## Your instructions
Could you convert every line of the entries below into a Markdown table with the columns "Index" and "Content", numbering the rows, skipping blank lines, and leaving the pictures out?

<<<<

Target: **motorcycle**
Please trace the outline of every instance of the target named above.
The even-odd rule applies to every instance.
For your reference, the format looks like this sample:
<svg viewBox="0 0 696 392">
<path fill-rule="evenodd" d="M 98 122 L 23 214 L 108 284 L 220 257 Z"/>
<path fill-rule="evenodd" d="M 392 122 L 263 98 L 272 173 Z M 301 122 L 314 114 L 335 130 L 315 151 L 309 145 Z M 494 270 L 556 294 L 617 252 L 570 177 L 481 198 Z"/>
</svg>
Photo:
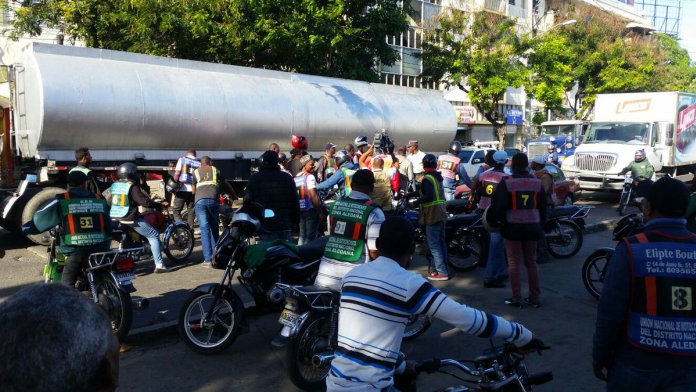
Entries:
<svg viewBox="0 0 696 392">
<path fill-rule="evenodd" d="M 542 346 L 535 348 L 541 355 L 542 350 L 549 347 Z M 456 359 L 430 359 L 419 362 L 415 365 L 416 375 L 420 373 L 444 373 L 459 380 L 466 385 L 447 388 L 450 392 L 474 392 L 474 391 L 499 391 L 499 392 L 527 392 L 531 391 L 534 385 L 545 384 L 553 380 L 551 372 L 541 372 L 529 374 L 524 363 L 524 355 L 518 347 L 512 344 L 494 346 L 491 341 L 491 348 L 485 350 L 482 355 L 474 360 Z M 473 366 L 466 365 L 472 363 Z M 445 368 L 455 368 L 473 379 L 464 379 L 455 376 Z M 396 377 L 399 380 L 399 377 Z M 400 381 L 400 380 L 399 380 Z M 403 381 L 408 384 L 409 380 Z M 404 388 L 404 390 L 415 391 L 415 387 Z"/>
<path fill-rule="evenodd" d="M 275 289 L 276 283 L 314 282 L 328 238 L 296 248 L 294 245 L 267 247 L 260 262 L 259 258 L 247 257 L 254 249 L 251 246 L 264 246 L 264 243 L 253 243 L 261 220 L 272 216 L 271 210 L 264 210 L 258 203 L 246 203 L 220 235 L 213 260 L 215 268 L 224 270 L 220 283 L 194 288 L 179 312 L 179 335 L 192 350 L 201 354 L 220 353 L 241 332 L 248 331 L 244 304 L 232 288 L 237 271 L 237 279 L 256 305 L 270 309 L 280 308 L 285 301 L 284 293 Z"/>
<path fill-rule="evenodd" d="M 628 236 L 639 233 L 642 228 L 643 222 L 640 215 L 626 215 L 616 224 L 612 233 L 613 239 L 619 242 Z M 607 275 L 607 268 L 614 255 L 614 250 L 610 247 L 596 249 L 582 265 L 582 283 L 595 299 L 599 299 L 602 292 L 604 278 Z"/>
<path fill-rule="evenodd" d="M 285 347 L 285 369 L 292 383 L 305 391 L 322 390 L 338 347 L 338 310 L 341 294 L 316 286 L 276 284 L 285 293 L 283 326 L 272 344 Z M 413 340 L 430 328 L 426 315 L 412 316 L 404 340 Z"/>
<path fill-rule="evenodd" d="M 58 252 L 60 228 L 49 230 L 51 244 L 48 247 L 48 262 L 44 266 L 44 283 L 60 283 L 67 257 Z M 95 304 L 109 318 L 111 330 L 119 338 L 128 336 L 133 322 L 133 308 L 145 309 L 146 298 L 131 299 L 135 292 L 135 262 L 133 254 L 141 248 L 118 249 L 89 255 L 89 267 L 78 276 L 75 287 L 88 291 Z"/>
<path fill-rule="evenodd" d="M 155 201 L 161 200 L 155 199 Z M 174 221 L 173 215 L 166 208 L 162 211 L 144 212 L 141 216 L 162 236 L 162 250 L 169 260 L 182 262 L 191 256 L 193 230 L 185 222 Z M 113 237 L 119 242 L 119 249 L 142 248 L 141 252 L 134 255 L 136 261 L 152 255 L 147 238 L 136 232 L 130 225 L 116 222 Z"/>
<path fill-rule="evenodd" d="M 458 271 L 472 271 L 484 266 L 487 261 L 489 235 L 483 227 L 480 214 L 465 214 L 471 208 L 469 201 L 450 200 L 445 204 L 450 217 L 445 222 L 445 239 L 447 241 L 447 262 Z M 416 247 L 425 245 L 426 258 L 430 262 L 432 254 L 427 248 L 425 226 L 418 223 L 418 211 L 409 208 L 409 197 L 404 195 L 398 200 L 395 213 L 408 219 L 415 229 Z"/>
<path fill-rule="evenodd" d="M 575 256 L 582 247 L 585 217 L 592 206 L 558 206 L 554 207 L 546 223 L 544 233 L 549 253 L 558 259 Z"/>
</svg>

>>>>

## Right answer
| Index | Content |
|---|---|
| 1 | Target: **motorcycle** |
| 2 | Please trace the outline of every instance of the target named above. |
| 3 | The even-odd rule applies to every instance. |
| 4 | For your reference, the format looks like this sample: |
| 5 | <svg viewBox="0 0 696 392"> |
| 6 | <path fill-rule="evenodd" d="M 98 122 L 23 214 L 108 284 L 220 257 Z"/> |
| 7 | <path fill-rule="evenodd" d="M 392 122 L 263 98 L 272 173 Z M 301 122 L 314 114 L 335 130 L 315 151 L 309 145 Z M 494 270 L 556 294 L 617 252 L 570 177 L 481 198 Z"/> |
| 8 | </svg> |
| 9 | Photo: |
| 10 | Entries: |
| 11 | <svg viewBox="0 0 696 392"> |
| 12 | <path fill-rule="evenodd" d="M 542 346 L 535 348 L 541 355 L 542 350 L 549 347 Z M 456 359 L 430 359 L 419 362 L 415 365 L 416 375 L 420 373 L 444 373 L 459 380 L 466 385 L 447 388 L 450 392 L 474 392 L 474 391 L 499 391 L 499 392 L 527 392 L 531 391 L 534 385 L 545 384 L 553 380 L 551 372 L 541 372 L 529 374 L 524 363 L 524 355 L 518 347 L 512 344 L 494 346 L 491 341 L 491 348 L 485 350 L 482 355 L 474 360 Z M 473 366 L 466 365 L 472 363 Z M 445 368 L 455 368 L 473 379 L 464 379 L 455 376 Z M 396 377 L 399 380 L 399 377 Z M 400 381 L 400 380 L 399 380 Z M 403 381 L 408 384 L 409 380 Z M 404 388 L 404 390 L 415 391 L 415 387 Z"/> |
| 13 | <path fill-rule="evenodd" d="M 275 289 L 276 283 L 314 282 L 328 238 L 296 248 L 294 245 L 267 247 L 260 262 L 259 258 L 247 257 L 254 249 L 251 246 L 264 246 L 264 243 L 253 243 L 261 220 L 272 216 L 271 210 L 264 210 L 258 203 L 246 203 L 220 235 L 213 260 L 215 268 L 224 270 L 220 283 L 194 288 L 179 312 L 179 335 L 192 350 L 201 354 L 220 353 L 241 332 L 248 331 L 244 304 L 232 288 L 237 271 L 237 279 L 256 305 L 270 309 L 280 308 L 285 301 L 284 293 Z"/> |
| 14 | <path fill-rule="evenodd" d="M 628 236 L 639 233 L 642 228 L 643 222 L 640 215 L 626 215 L 616 224 L 612 233 L 613 239 L 619 242 Z M 607 275 L 607 268 L 614 255 L 614 250 L 610 247 L 596 249 L 582 265 L 582 283 L 595 299 L 599 299 L 602 292 L 604 278 Z"/> |
| 15 | <path fill-rule="evenodd" d="M 285 347 L 285 369 L 292 383 L 305 391 L 322 390 L 338 347 L 338 310 L 341 294 L 316 286 L 276 284 L 285 293 L 283 326 L 272 344 Z M 413 340 L 430 328 L 426 315 L 412 316 L 404 340 Z"/> |
| 16 | <path fill-rule="evenodd" d="M 58 252 L 60 228 L 49 230 L 51 244 L 48 247 L 48 262 L 44 266 L 44 283 L 60 283 L 67 257 Z M 95 304 L 109 318 L 111 330 L 119 338 L 128 336 L 133 322 L 133 308 L 145 309 L 146 298 L 131 299 L 135 292 L 135 262 L 133 254 L 141 248 L 118 249 L 89 255 L 89 267 L 78 276 L 75 287 L 88 291 Z"/> |
| 17 | <path fill-rule="evenodd" d="M 155 201 L 161 200 L 155 199 Z M 174 221 L 173 215 L 166 208 L 162 211 L 144 212 L 141 216 L 162 236 L 162 250 L 169 260 L 182 262 L 191 256 L 193 230 L 185 222 Z M 113 237 L 119 242 L 119 249 L 142 248 L 141 252 L 134 255 L 136 261 L 152 255 L 147 238 L 136 232 L 130 225 L 116 222 Z"/> |
| 18 | <path fill-rule="evenodd" d="M 458 271 L 472 271 L 484 266 L 487 261 L 489 235 L 483 227 L 480 214 L 465 214 L 471 208 L 469 201 L 450 200 L 445 204 L 450 217 L 445 222 L 445 239 L 447 241 L 447 262 Z M 416 247 L 425 245 L 426 258 L 430 262 L 432 254 L 427 248 L 425 226 L 418 223 L 418 211 L 409 208 L 409 197 L 404 195 L 398 200 L 395 213 L 408 219 L 415 229 Z"/> |
| 19 | <path fill-rule="evenodd" d="M 575 256 L 582 247 L 585 217 L 592 206 L 558 206 L 554 207 L 546 223 L 544 233 L 549 253 L 558 259 Z"/> |
| 20 | </svg> |